[PROBLEM STATEMENT] Copy word for word the stretch of the material below from the line containing "rock face in the photo above." through the line containing "the canyon wall in the photo above.", including both of those lines.

[Dataset rows]
▬▬▬

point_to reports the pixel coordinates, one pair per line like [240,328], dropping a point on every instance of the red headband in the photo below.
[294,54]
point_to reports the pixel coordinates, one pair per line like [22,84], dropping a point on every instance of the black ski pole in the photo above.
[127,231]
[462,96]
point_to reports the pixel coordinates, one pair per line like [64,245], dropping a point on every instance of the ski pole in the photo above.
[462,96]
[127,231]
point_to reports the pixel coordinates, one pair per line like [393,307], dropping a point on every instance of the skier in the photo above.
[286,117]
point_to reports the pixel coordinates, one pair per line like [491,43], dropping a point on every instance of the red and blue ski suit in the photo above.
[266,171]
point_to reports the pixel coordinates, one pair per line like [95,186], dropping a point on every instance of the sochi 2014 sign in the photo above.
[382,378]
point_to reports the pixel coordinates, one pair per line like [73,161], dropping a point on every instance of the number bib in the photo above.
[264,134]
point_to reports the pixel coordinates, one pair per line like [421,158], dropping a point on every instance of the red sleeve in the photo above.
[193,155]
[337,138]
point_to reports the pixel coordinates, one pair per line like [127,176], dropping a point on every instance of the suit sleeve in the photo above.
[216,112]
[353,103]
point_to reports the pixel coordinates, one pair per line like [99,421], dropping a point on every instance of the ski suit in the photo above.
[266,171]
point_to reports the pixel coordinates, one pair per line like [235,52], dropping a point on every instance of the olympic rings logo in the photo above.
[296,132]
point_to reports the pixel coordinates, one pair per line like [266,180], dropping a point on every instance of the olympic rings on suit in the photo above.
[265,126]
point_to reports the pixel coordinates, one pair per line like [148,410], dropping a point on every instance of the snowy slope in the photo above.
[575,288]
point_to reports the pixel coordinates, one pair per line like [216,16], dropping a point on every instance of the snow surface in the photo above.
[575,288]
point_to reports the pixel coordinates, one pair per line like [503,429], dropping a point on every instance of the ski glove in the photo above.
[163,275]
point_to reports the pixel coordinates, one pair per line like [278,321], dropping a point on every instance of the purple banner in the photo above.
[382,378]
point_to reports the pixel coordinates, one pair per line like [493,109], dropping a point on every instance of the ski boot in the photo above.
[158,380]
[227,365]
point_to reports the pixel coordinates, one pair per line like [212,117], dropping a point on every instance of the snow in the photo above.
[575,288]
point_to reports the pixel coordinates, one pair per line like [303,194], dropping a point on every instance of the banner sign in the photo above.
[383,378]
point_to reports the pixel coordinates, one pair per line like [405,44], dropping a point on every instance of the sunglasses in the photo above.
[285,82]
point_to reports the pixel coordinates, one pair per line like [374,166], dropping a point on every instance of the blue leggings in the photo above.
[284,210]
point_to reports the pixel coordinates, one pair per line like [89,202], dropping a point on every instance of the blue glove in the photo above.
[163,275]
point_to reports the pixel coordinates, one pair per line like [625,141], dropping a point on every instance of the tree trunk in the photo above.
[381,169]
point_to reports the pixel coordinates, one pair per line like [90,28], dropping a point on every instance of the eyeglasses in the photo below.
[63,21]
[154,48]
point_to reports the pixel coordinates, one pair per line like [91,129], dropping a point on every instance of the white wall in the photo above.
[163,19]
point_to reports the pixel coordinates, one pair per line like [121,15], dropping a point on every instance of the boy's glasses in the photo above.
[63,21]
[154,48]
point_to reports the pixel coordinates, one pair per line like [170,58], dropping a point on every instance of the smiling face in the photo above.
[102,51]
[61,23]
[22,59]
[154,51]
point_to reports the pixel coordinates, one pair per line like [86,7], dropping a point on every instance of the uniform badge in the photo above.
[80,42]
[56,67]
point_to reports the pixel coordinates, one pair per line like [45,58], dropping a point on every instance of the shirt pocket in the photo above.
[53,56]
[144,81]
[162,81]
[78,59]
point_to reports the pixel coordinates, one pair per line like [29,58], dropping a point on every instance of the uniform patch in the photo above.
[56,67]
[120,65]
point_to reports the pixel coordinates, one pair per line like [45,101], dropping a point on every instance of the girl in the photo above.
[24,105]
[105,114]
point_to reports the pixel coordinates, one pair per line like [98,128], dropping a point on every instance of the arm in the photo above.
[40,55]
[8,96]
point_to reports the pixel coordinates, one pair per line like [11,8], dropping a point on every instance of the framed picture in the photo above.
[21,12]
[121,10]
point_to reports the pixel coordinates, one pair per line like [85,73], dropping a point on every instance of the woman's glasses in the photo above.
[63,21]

▬▬▬

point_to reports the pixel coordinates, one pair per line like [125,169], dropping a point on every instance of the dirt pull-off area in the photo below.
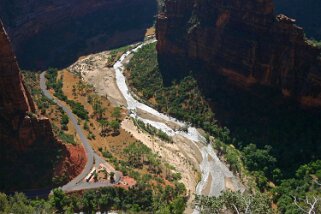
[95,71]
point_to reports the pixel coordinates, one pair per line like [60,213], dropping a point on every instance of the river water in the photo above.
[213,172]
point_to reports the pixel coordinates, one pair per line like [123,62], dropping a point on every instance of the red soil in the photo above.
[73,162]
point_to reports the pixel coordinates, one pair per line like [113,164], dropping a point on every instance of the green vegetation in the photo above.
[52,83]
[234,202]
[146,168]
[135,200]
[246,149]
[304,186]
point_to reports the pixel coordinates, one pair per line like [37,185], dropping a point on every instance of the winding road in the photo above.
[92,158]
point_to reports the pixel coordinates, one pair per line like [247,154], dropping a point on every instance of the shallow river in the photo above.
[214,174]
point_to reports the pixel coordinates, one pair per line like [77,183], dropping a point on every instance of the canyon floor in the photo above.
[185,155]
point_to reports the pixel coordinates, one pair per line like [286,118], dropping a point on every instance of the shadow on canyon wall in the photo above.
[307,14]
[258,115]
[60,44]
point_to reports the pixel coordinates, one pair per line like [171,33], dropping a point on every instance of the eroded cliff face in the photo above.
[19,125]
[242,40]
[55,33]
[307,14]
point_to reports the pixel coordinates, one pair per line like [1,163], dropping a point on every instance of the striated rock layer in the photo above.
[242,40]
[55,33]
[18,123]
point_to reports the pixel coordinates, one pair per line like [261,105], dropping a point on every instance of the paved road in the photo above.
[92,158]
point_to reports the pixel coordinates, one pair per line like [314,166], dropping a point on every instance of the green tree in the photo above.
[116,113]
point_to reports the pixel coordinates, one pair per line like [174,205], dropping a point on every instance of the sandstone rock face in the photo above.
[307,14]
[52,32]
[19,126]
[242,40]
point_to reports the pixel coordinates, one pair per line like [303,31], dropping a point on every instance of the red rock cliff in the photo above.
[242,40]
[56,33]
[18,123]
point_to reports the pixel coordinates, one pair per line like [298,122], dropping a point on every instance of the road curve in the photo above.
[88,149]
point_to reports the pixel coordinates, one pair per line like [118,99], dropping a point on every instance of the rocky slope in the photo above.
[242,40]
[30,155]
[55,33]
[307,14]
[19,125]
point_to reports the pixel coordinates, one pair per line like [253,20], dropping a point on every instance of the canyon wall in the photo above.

▬▬▬

[SOLUTION]
point_to reports the pixel coordinates, one pair per line like [174,205], dropping a point on every instance of the sandstone rock face in the photo above.
[307,14]
[52,32]
[19,126]
[242,40]
point_to reports the pixel coordinates, one pair per line like [303,31], dropping a point on every instance of the red rock cliff in the photo above.
[242,40]
[56,33]
[18,123]
point_to reports the pixel coordinates, one pair per line like [298,122], dropping a point on every instance of the road curve in the photo above.
[88,149]
point_to reports the pixel coordinates, one pair per line like [118,99], dropping a point on every instance of the rocky slope in the photo above.
[242,40]
[30,155]
[55,33]
[307,14]
[19,125]
point_to reports the pixel coordinates, one pair per line like [253,20], dropping a point on every instance of the canyon wall in the photo above.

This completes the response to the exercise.